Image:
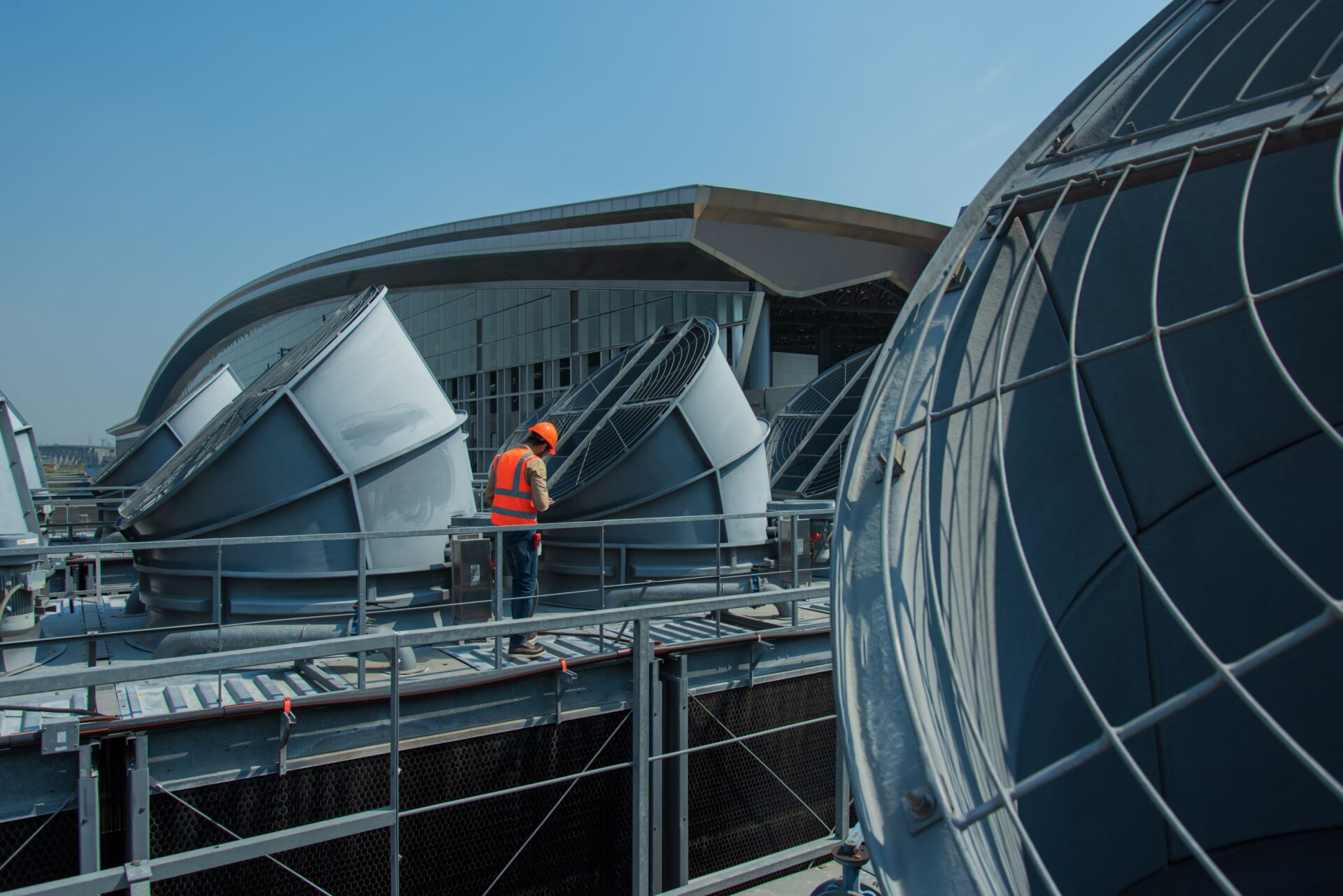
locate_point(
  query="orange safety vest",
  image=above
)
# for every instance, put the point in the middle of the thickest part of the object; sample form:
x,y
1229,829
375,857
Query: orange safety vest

--

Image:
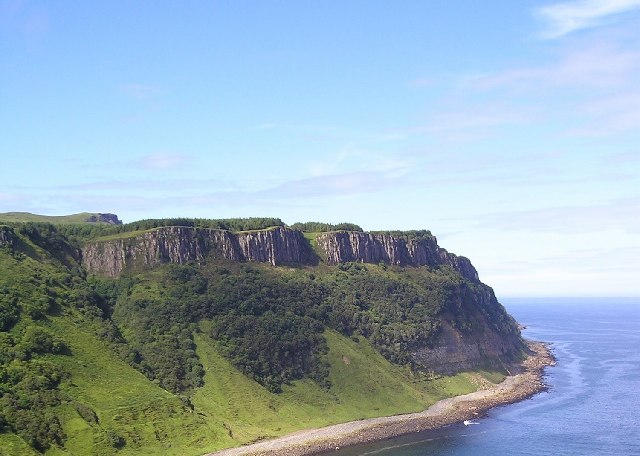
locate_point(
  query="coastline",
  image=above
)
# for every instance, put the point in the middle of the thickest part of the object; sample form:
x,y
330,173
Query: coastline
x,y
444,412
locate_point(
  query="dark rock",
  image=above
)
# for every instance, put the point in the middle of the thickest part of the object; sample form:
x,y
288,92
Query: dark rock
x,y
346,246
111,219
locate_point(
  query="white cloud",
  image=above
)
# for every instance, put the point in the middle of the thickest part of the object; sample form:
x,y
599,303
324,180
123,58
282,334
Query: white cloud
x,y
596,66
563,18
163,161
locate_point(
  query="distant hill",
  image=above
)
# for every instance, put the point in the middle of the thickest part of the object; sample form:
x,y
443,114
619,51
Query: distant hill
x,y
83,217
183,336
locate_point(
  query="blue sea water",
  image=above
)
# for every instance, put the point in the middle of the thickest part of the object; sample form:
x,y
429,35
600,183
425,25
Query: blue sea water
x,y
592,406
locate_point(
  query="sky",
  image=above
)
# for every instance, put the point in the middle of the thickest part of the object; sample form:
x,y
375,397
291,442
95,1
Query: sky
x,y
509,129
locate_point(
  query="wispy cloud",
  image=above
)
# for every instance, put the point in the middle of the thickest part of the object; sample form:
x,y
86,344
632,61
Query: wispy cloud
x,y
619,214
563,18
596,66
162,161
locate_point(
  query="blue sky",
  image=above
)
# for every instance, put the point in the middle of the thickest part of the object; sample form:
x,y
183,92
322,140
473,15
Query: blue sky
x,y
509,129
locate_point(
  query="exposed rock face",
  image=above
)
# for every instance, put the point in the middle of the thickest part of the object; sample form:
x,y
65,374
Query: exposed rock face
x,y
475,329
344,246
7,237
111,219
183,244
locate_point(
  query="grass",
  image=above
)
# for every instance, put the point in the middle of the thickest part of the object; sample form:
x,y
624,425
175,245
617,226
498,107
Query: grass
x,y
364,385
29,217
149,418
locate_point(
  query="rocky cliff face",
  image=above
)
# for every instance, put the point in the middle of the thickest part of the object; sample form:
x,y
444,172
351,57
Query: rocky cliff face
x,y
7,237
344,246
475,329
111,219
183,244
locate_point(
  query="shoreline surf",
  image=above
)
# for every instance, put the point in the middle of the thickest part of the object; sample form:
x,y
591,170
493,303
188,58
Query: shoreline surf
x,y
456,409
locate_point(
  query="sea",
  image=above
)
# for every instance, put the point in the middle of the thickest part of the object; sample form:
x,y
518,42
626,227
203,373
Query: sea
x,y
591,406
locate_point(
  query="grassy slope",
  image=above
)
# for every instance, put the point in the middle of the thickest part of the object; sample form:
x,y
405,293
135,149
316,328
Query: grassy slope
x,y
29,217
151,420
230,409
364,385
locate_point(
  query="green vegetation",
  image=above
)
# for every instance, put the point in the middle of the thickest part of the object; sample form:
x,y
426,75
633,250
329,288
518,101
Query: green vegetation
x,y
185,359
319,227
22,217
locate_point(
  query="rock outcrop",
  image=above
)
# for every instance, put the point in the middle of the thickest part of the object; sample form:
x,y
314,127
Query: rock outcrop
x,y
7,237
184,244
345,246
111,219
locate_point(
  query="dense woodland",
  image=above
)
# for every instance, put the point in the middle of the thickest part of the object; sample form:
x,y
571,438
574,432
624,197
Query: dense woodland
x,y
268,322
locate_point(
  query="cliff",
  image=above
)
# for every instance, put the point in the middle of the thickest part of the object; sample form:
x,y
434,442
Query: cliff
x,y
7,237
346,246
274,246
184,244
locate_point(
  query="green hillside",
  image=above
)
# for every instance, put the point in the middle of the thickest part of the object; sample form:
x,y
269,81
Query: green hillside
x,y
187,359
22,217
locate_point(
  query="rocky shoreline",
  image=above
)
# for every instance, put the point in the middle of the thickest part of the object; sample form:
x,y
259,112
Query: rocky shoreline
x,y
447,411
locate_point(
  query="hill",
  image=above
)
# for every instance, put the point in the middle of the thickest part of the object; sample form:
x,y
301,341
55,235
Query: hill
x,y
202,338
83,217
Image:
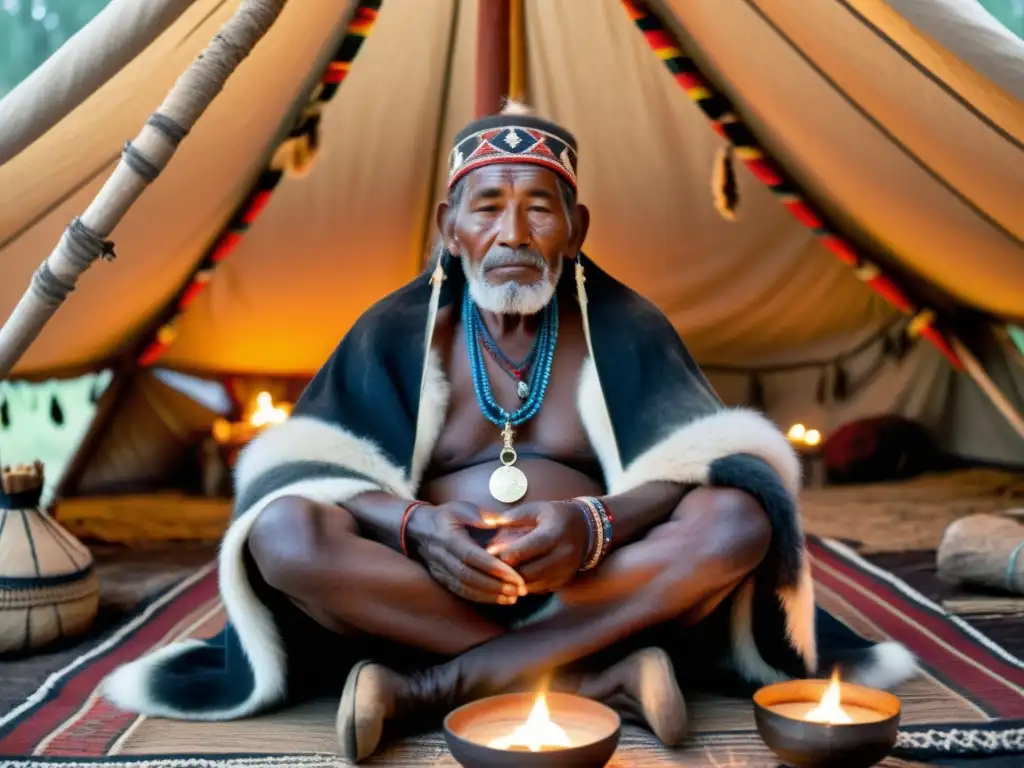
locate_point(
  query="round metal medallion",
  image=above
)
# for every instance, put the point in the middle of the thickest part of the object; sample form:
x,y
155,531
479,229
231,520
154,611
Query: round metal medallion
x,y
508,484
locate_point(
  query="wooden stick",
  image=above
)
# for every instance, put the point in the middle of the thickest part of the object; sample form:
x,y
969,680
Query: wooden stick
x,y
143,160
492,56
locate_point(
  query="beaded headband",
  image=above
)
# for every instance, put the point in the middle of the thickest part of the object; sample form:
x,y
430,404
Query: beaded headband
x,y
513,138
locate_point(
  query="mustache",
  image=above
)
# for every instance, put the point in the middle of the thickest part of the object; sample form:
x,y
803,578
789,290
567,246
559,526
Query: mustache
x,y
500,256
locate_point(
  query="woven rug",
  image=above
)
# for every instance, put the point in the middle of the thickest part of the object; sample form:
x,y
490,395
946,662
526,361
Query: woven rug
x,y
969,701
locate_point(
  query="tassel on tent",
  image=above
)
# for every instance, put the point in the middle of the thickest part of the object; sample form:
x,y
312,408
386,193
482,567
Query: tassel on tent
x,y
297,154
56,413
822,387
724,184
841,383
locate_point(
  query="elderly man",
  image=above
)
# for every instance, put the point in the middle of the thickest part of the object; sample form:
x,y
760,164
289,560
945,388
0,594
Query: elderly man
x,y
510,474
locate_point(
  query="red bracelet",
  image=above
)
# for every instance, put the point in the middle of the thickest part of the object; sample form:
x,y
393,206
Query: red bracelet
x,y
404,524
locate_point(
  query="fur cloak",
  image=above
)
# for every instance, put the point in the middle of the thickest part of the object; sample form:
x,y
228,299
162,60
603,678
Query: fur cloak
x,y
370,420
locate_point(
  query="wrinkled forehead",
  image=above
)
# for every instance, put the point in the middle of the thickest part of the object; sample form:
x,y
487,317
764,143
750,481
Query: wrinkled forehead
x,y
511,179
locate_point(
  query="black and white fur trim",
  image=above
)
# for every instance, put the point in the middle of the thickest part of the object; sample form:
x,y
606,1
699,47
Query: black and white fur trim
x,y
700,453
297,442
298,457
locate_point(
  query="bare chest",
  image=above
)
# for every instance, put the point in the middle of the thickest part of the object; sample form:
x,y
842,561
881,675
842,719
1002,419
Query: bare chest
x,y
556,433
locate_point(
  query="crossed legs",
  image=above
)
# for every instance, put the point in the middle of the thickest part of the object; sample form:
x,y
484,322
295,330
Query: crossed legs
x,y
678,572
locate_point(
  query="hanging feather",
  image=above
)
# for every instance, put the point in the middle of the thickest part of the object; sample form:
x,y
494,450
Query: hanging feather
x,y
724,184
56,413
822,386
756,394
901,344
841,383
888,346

==

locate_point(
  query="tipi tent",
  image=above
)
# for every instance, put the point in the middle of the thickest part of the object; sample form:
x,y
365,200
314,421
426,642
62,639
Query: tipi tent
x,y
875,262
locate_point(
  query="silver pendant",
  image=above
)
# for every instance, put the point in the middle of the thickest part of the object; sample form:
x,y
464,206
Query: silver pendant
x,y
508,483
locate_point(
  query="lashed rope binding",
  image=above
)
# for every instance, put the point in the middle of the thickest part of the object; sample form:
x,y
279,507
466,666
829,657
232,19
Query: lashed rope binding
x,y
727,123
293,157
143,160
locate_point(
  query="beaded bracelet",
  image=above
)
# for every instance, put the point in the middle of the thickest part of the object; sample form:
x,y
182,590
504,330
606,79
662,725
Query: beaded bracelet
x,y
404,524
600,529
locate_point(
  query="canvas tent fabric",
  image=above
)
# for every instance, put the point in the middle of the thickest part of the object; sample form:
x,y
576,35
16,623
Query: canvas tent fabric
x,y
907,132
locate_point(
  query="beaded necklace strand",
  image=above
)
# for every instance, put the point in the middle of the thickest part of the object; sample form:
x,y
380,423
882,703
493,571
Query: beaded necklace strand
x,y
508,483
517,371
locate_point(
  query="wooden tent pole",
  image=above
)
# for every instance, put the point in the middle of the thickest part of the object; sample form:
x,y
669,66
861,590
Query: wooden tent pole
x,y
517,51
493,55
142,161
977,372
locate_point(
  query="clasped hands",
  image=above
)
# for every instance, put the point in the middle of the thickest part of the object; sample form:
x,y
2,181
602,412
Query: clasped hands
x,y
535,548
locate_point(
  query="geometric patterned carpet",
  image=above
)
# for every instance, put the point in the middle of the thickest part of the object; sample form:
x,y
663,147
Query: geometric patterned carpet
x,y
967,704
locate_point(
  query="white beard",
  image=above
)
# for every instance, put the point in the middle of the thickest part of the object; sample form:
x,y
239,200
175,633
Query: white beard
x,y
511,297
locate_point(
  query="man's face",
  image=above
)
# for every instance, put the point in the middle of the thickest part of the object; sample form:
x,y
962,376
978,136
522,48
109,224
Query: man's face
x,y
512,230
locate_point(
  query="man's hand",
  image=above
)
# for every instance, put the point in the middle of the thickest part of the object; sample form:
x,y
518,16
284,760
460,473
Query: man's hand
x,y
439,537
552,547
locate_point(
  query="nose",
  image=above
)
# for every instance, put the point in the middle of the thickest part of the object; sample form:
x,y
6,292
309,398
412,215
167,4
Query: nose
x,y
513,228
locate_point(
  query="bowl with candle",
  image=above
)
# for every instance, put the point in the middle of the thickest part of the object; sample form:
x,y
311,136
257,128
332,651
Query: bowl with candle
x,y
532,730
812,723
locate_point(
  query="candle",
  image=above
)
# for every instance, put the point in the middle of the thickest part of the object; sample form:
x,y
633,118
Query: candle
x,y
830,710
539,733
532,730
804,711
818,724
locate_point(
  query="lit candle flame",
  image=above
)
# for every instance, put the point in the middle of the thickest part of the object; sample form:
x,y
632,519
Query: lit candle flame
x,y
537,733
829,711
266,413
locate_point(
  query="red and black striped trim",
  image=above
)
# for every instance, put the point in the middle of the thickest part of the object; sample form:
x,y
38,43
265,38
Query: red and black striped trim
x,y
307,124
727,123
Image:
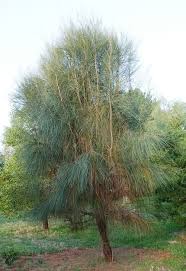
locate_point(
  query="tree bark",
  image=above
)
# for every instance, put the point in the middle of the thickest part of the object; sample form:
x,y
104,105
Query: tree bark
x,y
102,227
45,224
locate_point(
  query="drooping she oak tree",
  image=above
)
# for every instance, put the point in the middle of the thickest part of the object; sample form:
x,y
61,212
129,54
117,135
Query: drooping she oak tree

ASSIGNMENT: Report how many lines in the data include the word "drooping". Nothing else is needed.

SOLUTION TO THIS EXERCISE: 2